* EXERCISE GOAL *
Convert the records from the line with "sign pole. Produce a box around each one." up to and including the line with "[158,66,165,136]" into a two-column CSV with the columns text and result. Use one row per record, put each field in quotes, and replace any line breaks with spaces.

* DATA EXTRACT *
★ ★ ★ ★
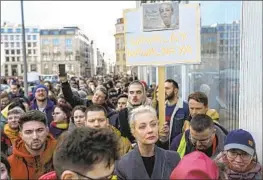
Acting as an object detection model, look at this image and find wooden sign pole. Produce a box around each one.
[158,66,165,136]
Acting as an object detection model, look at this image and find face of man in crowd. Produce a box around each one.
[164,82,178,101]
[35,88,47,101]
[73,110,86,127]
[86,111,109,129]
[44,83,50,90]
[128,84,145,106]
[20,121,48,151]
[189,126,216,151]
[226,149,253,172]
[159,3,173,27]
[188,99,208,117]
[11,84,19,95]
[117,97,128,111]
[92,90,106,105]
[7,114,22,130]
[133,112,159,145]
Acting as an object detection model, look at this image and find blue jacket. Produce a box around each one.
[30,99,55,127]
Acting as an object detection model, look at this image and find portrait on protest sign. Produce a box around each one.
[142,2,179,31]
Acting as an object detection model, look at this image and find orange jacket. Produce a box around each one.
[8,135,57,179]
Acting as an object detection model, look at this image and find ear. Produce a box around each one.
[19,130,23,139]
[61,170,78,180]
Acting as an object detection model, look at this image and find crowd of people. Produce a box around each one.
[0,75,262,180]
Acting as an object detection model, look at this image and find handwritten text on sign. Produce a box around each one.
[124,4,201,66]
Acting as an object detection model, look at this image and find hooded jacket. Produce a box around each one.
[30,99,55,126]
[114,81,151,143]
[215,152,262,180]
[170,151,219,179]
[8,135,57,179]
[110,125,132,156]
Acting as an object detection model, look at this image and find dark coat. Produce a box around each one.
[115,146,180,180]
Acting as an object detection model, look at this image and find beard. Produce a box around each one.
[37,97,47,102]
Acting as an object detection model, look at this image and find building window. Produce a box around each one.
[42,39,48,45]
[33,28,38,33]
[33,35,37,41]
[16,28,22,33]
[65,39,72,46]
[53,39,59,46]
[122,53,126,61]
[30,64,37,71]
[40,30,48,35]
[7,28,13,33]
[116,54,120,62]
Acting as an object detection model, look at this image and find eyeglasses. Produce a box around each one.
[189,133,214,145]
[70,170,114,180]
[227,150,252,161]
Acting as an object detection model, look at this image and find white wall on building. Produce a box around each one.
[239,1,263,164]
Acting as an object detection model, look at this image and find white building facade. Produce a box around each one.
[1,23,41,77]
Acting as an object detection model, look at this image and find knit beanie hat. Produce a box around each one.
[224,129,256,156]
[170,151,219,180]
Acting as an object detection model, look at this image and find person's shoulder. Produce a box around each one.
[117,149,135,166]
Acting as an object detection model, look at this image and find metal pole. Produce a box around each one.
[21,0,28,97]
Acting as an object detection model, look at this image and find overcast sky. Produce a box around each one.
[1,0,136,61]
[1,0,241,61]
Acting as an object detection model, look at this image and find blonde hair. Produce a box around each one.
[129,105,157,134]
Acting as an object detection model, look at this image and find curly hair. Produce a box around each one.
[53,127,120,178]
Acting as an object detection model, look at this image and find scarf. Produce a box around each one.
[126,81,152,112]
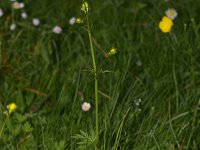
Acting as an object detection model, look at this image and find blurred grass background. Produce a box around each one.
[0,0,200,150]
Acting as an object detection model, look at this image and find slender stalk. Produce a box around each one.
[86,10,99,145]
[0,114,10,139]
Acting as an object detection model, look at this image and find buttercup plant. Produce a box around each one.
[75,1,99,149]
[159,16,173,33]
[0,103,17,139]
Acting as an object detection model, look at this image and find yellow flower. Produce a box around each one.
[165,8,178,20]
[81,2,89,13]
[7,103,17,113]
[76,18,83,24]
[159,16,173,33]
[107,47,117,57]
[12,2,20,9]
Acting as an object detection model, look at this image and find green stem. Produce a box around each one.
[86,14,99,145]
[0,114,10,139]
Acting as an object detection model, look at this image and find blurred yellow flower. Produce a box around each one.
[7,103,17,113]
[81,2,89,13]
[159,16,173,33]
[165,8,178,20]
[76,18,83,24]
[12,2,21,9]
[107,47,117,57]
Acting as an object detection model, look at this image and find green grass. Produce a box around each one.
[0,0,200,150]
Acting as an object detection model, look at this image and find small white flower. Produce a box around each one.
★ ★ ★ ★
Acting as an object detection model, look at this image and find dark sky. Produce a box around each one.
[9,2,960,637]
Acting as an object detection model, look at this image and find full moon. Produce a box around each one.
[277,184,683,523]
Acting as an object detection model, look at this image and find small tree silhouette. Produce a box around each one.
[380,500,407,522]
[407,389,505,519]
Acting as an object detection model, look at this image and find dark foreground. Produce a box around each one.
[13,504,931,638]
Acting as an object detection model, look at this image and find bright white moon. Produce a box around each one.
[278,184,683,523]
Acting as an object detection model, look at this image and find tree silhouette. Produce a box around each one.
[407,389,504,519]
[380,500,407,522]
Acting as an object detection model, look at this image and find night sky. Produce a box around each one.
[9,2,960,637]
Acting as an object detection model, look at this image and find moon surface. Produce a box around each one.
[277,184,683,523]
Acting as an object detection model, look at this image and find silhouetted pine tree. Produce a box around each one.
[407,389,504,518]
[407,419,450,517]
★ ★ ★ ★
* ANSWER FOR THE TASK *
text,result
"Acting as an object detection model, look at this image and find wooden sign pole. Produce a box around each one.","[158,66,165,136]"